#### Set problem:
Extract the entries in their exact form.

%%

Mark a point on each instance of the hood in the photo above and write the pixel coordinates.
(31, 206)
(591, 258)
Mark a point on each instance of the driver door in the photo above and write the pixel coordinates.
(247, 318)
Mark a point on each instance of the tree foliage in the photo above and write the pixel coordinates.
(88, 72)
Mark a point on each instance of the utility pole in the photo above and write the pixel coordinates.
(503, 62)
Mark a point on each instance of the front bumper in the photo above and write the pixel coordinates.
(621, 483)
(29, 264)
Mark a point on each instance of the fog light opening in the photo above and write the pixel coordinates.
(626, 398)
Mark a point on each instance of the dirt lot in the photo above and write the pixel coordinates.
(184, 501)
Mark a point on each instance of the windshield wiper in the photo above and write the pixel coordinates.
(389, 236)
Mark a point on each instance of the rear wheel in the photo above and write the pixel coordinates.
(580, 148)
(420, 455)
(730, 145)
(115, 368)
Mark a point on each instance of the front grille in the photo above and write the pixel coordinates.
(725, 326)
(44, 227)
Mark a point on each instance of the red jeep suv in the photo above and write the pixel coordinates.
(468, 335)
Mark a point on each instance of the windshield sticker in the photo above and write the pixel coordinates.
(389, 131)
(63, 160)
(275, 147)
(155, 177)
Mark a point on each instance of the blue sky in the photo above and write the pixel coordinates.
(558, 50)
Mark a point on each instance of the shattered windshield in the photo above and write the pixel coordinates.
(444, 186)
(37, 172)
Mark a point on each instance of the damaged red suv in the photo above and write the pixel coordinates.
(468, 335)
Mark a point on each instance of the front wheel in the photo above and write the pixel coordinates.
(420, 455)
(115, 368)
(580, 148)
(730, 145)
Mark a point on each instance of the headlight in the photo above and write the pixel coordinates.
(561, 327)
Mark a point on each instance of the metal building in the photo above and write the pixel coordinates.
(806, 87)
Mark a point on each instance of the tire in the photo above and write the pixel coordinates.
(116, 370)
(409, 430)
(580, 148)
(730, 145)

%%

#### Task output:
Mark a point on each instance of the hood in the photo above and write the pixel coordinates.
(31, 206)
(591, 258)
Mark a point on each instance of the driver door in the photo above and write the pixel coordinates.
(247, 318)
Mark a point on each instance of the tree foliage in the photo above and write the pixel coordinates.
(88, 72)
Mark a point on each instance of the utility pole in the photo above and write the pixel coordinates.
(503, 62)
Mark a point on each instance of the front bumper in the photo above and write the pixel coordinates.
(621, 483)
(29, 264)
Mark a point on each instance of the fog light opening in the photo above and write the pixel coordinates.
(626, 398)
Mark a point on each instance of the dirt lot in the photo above and write the pixel coordinates.
(184, 501)
Mark a point on each instance of the windshield wiper in the photo above and write the pixel coordinates.
(389, 236)
Mark a point on each instance of the rear wheel in the photo above and write the pixel coordinates.
(580, 148)
(420, 455)
(730, 145)
(115, 368)
Mark a point on each instance of the front grille in the photo above and write the pixel coordinates.
(725, 326)
(44, 227)
Mark a point on each instance of the red jeep suv in the photo above and write the pixel coordinates.
(468, 335)
Mark a point on each instance of the windshield sticker in the photo above and write the pixel coordinates.
(389, 131)
(63, 160)
(275, 147)
(155, 177)
Mark a point on each instance of the blue sky in the photo above and write the pixel coordinates.
(558, 50)
Mark a point on each instance of the shattered windshield in the photo above and write the pixel coordinates.
(444, 186)
(37, 172)
Mark a point on each instance of the damaged red suv in the photo above and write the pixel coordinates.
(468, 335)
Mark a point on each instance of the front wheel in the photo above and write the pixel coordinates.
(420, 455)
(115, 368)
(580, 148)
(730, 145)
Mark a point on each instance of the headlight in the photo above and write the pixel coordinates.
(561, 327)
Mark a point on each instance of the metal building in the photo above and write the pixel coordinates.
(806, 87)
Mark a point on each instance of the tire in the photo above and write the pixel coordinates.
(116, 370)
(409, 430)
(580, 148)
(730, 145)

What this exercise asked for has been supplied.